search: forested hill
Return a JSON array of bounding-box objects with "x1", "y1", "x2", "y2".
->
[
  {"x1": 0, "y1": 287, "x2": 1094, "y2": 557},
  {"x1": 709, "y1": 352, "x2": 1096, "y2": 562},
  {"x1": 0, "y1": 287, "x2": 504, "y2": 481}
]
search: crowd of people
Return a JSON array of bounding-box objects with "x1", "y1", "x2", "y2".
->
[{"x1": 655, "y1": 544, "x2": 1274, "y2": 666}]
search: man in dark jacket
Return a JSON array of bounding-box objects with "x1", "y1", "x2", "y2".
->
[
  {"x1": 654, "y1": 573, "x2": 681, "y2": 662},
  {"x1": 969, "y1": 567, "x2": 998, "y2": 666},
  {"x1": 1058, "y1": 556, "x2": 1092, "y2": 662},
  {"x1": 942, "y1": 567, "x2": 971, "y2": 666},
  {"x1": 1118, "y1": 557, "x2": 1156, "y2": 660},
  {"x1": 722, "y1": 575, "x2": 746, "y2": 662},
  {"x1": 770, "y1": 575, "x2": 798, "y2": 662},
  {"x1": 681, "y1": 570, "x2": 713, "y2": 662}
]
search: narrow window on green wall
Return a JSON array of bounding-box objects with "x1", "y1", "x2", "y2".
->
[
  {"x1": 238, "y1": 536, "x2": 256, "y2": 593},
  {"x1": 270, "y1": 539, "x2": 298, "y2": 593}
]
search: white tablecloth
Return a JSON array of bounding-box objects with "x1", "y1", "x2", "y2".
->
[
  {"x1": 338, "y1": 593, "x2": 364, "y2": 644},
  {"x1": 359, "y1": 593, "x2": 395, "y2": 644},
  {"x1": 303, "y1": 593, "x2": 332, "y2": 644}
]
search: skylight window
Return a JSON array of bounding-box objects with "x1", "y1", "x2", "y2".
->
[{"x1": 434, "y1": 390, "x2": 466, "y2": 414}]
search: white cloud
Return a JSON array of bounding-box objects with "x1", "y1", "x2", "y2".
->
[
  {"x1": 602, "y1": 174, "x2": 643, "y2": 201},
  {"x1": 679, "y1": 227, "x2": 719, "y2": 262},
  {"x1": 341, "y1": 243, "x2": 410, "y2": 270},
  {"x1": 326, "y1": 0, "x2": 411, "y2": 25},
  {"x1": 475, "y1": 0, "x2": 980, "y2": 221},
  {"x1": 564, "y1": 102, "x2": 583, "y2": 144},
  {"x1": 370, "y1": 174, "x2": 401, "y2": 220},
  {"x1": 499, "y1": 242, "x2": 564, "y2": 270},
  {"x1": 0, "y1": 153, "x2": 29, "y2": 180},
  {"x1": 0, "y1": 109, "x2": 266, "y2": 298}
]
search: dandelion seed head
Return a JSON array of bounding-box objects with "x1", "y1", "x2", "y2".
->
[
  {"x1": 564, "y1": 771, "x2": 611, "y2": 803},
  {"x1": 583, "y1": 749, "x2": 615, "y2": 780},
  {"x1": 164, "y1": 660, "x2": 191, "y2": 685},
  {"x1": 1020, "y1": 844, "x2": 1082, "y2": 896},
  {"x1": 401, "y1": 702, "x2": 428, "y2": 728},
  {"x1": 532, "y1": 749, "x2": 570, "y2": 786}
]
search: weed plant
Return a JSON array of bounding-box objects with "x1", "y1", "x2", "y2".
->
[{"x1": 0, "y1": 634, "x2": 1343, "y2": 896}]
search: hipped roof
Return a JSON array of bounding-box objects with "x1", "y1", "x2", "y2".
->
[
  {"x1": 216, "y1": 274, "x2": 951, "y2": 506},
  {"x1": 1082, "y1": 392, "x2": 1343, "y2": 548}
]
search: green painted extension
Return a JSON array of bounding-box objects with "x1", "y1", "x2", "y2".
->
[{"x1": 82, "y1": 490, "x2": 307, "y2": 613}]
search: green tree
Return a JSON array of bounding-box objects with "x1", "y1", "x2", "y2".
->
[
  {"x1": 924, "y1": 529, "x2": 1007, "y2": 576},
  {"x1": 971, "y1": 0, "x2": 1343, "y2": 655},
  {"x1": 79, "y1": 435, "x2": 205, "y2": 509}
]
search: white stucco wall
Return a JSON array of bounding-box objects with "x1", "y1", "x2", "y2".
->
+---+
**Direction**
Swap "white" for "ivory" in the lines from the one containing "search: white tablecloth" through the end of the items, and give back only those lines with nothing else changed.

**Output below**
search: ivory tablecloth
Return a JSON array of bounding-box objects with "x1", "y1", "x2", "y2".
->
[
  {"x1": 338, "y1": 593, "x2": 364, "y2": 644},
  {"x1": 359, "y1": 593, "x2": 395, "y2": 644},
  {"x1": 303, "y1": 593, "x2": 332, "y2": 644}
]
search: skylight window
Return a JSON array of bounding-box objects with "x1", "y1", "x2", "y2".
->
[{"x1": 434, "y1": 390, "x2": 466, "y2": 414}]
search: ivory cloud
Return a JSON array of bounding-box objects with "x1", "y1", "x2", "y2".
->
[
  {"x1": 602, "y1": 174, "x2": 643, "y2": 201},
  {"x1": 679, "y1": 227, "x2": 719, "y2": 262},
  {"x1": 341, "y1": 243, "x2": 410, "y2": 270},
  {"x1": 326, "y1": 0, "x2": 411, "y2": 25},
  {"x1": 475, "y1": 0, "x2": 980, "y2": 221},
  {"x1": 564, "y1": 102, "x2": 583, "y2": 144},
  {"x1": 370, "y1": 174, "x2": 401, "y2": 220},
  {"x1": 499, "y1": 242, "x2": 564, "y2": 270},
  {"x1": 0, "y1": 153, "x2": 29, "y2": 180},
  {"x1": 0, "y1": 109, "x2": 266, "y2": 298}
]
search: dandelion seed head
Return a JSON array of bounding-box objects with "x1", "y1", "x2", "y2".
->
[
  {"x1": 564, "y1": 771, "x2": 611, "y2": 803},
  {"x1": 583, "y1": 749, "x2": 615, "y2": 780},
  {"x1": 164, "y1": 660, "x2": 191, "y2": 685},
  {"x1": 1020, "y1": 844, "x2": 1082, "y2": 896},
  {"x1": 401, "y1": 702, "x2": 428, "y2": 728},
  {"x1": 532, "y1": 749, "x2": 570, "y2": 786}
]
search: weed plant
Return a JSON array of bounding-box objects with "x1", "y1", "x2", "y2".
->
[{"x1": 0, "y1": 634, "x2": 1343, "y2": 896}]
search: hipped roof
Return a JSON array of bounding-box objects with "x1", "y1", "x2", "y2".
->
[
  {"x1": 216, "y1": 274, "x2": 951, "y2": 506},
  {"x1": 1082, "y1": 392, "x2": 1343, "y2": 548}
]
search: green painted extension
Return a JSON array of bounding-box objects with "x1", "y1", "x2", "y2".
->
[{"x1": 82, "y1": 490, "x2": 307, "y2": 613}]
search: green tree
Return a JSON array of bounding-box objects with "x1", "y1", "x2", "y2".
->
[
  {"x1": 924, "y1": 529, "x2": 1007, "y2": 576},
  {"x1": 971, "y1": 0, "x2": 1343, "y2": 655},
  {"x1": 79, "y1": 435, "x2": 205, "y2": 509}
]
search: ivory stucco wall
Return a JSON array of bounding-box objects with "x1", "y1", "x2", "y2".
->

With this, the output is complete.